Required work: After locating the line that contains "box: [122, 0, 184, 124]" in the records below, write out exactly that line and each line after it through the one that contains "box: [204, 59, 218, 70]", and nothing else.

Stored data
*** Begin section ***

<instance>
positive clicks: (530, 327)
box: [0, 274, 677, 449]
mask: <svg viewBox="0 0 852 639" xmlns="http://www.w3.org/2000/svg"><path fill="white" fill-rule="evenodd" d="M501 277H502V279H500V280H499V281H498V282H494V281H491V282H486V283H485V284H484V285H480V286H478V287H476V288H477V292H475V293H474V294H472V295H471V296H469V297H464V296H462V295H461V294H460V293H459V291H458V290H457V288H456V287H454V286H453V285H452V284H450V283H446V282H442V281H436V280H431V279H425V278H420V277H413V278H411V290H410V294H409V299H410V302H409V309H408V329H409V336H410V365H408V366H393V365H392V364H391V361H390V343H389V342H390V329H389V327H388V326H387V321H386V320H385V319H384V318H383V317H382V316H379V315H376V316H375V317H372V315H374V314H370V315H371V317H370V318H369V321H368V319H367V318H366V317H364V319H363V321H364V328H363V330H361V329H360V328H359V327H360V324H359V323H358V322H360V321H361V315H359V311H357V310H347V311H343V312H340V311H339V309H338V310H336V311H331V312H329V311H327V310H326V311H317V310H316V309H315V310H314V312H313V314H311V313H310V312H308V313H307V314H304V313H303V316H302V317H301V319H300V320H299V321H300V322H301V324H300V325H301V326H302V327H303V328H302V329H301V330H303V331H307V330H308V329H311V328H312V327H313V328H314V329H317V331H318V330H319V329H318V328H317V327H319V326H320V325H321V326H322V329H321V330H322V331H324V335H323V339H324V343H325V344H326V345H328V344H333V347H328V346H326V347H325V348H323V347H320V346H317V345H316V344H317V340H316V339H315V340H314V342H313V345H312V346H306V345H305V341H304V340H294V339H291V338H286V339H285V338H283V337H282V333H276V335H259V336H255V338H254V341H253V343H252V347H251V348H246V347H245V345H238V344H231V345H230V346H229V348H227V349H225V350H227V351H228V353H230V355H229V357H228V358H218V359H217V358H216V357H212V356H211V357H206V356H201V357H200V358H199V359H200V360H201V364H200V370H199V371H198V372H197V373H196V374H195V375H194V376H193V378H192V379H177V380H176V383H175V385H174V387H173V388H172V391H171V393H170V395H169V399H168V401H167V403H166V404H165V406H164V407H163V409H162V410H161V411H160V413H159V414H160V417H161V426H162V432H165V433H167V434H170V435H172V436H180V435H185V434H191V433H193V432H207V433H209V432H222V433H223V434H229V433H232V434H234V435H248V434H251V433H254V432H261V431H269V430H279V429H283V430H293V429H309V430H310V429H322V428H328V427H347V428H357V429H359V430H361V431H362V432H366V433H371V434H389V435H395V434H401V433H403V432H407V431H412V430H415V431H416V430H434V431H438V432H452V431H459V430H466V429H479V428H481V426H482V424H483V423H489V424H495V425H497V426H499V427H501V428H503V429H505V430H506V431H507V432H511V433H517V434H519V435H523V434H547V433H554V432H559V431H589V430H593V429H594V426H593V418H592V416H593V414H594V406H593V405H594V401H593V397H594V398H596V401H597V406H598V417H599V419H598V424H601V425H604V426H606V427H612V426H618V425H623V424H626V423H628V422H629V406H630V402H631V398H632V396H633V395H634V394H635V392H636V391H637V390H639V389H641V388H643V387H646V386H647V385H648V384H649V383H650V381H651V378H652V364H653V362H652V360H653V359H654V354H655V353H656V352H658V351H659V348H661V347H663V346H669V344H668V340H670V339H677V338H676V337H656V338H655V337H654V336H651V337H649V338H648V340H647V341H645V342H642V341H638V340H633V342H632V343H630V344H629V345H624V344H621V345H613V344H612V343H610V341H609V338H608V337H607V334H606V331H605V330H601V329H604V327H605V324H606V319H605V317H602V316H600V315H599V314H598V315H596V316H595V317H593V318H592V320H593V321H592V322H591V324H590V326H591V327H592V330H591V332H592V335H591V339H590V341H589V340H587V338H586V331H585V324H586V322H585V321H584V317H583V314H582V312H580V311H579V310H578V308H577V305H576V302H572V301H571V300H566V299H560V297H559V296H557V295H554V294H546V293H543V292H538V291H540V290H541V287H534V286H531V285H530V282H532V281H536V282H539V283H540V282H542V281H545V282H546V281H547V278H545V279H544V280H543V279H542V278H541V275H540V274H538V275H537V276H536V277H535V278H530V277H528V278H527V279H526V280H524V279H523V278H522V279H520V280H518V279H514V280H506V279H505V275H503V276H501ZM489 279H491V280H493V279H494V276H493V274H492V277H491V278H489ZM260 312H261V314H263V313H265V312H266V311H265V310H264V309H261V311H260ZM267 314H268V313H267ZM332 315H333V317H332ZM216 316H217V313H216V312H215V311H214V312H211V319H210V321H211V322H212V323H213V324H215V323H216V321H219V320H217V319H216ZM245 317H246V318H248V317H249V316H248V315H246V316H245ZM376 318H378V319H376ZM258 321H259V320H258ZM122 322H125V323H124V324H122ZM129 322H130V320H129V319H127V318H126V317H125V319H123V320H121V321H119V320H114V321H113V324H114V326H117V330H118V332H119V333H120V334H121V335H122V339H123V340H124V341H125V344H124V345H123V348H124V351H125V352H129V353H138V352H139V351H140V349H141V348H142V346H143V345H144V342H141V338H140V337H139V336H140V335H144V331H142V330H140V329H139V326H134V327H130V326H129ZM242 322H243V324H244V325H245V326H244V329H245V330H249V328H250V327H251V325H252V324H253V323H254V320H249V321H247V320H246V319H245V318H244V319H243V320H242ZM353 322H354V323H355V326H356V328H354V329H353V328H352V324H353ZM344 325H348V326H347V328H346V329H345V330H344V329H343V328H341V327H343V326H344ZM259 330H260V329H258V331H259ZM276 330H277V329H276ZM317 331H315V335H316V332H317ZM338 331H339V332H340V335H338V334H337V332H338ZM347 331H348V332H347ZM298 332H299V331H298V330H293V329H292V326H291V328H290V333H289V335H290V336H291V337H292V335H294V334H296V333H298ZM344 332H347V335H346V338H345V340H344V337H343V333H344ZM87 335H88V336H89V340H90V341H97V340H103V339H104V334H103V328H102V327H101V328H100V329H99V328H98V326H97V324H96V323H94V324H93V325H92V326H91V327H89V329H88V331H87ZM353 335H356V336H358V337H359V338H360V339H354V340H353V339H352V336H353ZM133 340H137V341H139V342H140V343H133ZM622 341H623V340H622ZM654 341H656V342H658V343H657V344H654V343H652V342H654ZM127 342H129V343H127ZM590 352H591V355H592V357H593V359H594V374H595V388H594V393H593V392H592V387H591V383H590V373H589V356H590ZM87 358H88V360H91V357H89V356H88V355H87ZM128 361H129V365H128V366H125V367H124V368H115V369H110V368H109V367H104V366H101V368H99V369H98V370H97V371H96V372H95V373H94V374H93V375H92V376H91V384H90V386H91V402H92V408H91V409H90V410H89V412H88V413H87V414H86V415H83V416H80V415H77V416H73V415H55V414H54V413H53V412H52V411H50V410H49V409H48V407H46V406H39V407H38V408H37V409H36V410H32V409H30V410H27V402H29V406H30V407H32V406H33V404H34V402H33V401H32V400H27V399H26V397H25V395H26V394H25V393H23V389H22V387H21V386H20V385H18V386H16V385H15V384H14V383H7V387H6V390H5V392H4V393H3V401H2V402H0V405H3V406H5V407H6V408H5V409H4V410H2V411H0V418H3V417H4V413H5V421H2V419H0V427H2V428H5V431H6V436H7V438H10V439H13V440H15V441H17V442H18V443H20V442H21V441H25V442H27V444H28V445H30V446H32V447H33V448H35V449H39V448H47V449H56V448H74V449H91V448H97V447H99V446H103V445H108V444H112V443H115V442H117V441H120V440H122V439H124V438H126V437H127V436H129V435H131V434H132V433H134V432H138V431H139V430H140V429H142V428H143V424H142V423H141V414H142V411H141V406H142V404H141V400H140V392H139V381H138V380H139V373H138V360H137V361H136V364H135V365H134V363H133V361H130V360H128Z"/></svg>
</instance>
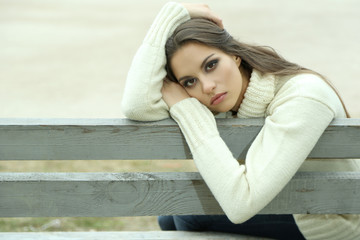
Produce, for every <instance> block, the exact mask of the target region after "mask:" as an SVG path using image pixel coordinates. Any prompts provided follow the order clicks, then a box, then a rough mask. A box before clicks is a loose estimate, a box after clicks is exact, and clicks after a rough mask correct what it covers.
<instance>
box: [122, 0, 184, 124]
mask: <svg viewBox="0 0 360 240" xmlns="http://www.w3.org/2000/svg"><path fill="white" fill-rule="evenodd" d="M188 19H190V16H189V14H188V12H187V10H186V9H185V8H184V7H183V6H182V5H181V4H178V3H172V2H171V3H167V4H166V5H165V6H164V7H163V8H162V9H161V11H160V12H159V14H158V15H157V17H156V18H155V20H154V22H153V24H152V25H151V27H150V29H149V31H148V33H147V35H146V37H145V39H144V41H143V43H142V45H141V46H140V48H139V49H138V51H137V52H136V54H135V57H134V59H133V61H132V64H131V67H130V69H129V72H128V76H127V79H126V84H125V90H124V95H123V100H122V111H123V113H124V114H125V116H126V117H128V118H131V119H134V120H142V121H154V120H160V119H164V118H167V117H169V113H168V107H167V105H166V103H165V102H164V101H163V99H162V94H161V88H162V85H163V79H164V77H165V76H166V70H165V65H166V55H165V43H166V40H167V39H168V38H169V36H170V35H171V34H172V32H173V31H174V30H175V28H176V27H177V26H178V25H180V24H181V23H182V22H185V21H186V20H188Z"/></svg>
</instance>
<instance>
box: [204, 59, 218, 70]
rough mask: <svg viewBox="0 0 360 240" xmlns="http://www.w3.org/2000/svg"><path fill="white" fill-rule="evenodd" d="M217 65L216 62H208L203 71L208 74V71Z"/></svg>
mask: <svg viewBox="0 0 360 240" xmlns="http://www.w3.org/2000/svg"><path fill="white" fill-rule="evenodd" d="M217 63H218V60H212V61H210V62H208V64H206V66H205V71H207V72H208V71H211V70H213V69H214V68H215V67H216V65H217Z"/></svg>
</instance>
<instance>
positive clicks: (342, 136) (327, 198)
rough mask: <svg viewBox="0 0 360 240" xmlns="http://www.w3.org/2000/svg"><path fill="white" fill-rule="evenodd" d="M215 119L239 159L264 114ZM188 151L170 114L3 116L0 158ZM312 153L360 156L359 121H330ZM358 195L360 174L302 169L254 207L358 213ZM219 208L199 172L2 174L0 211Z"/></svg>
mask: <svg viewBox="0 0 360 240" xmlns="http://www.w3.org/2000/svg"><path fill="white" fill-rule="evenodd" d="M217 123H218V128H219V131H220V134H221V136H222V137H223V139H224V140H225V142H226V143H227V144H228V146H229V148H230V149H231V151H232V152H233V154H234V156H235V157H239V158H243V157H244V156H245V154H246V151H247V148H248V147H249V146H250V144H251V142H252V140H253V139H254V138H255V136H256V135H257V133H258V132H259V131H260V129H261V127H262V125H263V123H264V120H263V119H217ZM235 143H236V144H235ZM189 158H191V154H190V152H189V149H188V147H187V145H186V142H185V140H184V138H183V136H182V134H181V132H180V130H179V127H178V126H177V124H176V123H175V122H174V121H172V120H170V119H168V120H164V121H159V122H135V121H131V120H128V119H0V160H78V159H81V160H92V159H104V160H106V159H118V160H124V159H164V160H165V159H167V161H171V159H189ZM309 158H344V159H346V158H360V119H336V120H334V121H333V122H332V123H331V125H330V126H329V127H328V128H327V130H326V131H325V133H324V134H323V136H322V137H321V139H320V140H319V142H318V143H317V145H316V147H315V148H314V149H313V151H312V152H311V153H310V155H309ZM169 159H170V160H169ZM359 199H360V173H358V172H326V173H324V172H311V173H310V172H299V173H297V174H296V175H295V176H294V178H293V179H292V180H291V181H290V182H289V184H288V185H287V186H286V187H285V188H284V190H283V191H282V192H281V193H280V194H279V195H278V196H277V197H276V198H275V199H274V200H273V201H272V202H271V203H270V204H269V205H268V206H266V207H265V208H264V209H263V210H262V211H261V213H264V214H265V213H266V214H286V213H311V214H324V213H341V214H348V213H356V214H360V201H359ZM221 213H222V210H221V209H220V207H219V205H218V203H217V202H216V201H215V200H214V198H213V196H212V194H211V193H210V191H209V189H208V188H207V186H206V184H205V183H204V181H203V180H202V178H201V176H200V175H199V173H196V172H172V173H164V172H158V173H156V172H138V173H127V172H122V173H120V172H119V173H106V172H104V173H45V172H41V173H14V172H2V173H0V217H114V216H116V217H119V216H158V215H181V214H221ZM0 239H7V240H9V239H254V238H248V237H244V236H236V235H231V234H229V235H227V234H225V235H224V234H220V233H184V232H161V231H156V232H82V233H81V232H80V233H79V232H76V233H75V232H72V233H71V232H57V233H56V232H55V233H46V232H43V233H0Z"/></svg>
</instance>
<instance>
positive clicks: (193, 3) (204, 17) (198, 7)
mask: <svg viewBox="0 0 360 240" xmlns="http://www.w3.org/2000/svg"><path fill="white" fill-rule="evenodd" d="M182 5H183V6H184V7H185V8H186V10H188V12H189V14H190V17H191V18H206V19H209V20H210V21H213V22H214V23H215V24H216V25H218V26H219V27H221V28H224V25H223V23H222V19H221V18H220V17H219V16H218V15H216V14H215V13H214V12H213V11H211V9H210V8H209V6H208V5H206V4H197V3H182Z"/></svg>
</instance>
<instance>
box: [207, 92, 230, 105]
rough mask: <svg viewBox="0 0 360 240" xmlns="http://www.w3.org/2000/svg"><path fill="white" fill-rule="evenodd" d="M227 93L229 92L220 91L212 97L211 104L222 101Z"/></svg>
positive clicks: (210, 101) (224, 97) (219, 102)
mask: <svg viewBox="0 0 360 240" xmlns="http://www.w3.org/2000/svg"><path fill="white" fill-rule="evenodd" d="M226 95H227V92H223V93H218V94H216V95H215V96H214V97H212V98H211V101H210V104H211V105H217V104H219V103H221V102H222V101H223V100H224V99H225V97H226Z"/></svg>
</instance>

*** End section ***

Answer box:
box: [122, 0, 184, 124]
mask: <svg viewBox="0 0 360 240" xmlns="http://www.w3.org/2000/svg"><path fill="white" fill-rule="evenodd" d="M188 19H190V16H189V14H188V12H187V10H186V9H185V8H184V7H183V6H182V5H181V4H178V3H172V2H171V3H167V4H166V5H165V6H164V7H163V8H162V9H161V11H160V12H159V14H158V15H157V17H156V18H155V20H154V22H153V24H152V25H151V27H150V29H149V31H148V33H147V35H146V37H145V39H144V41H143V43H142V45H141V46H140V48H139V49H138V51H137V52H136V54H135V57H134V59H133V61H132V64H131V67H130V69H129V72H128V76H127V79H126V84H125V90H124V95H123V100H122V111H123V113H124V114H125V116H126V117H128V118H131V119H134V120H142V121H154V120H160V119H164V118H167V117H169V113H168V107H167V105H166V103H165V102H164V101H163V99H162V94H161V88H162V85H163V79H164V77H165V76H166V70H165V65H166V55H165V43H166V40H167V39H168V38H169V36H170V35H171V34H172V32H173V31H174V30H175V28H176V27H177V26H178V25H180V24H181V23H182V22H185V21H186V20H188Z"/></svg>
</instance>
<instance>
box: [204, 59, 218, 70]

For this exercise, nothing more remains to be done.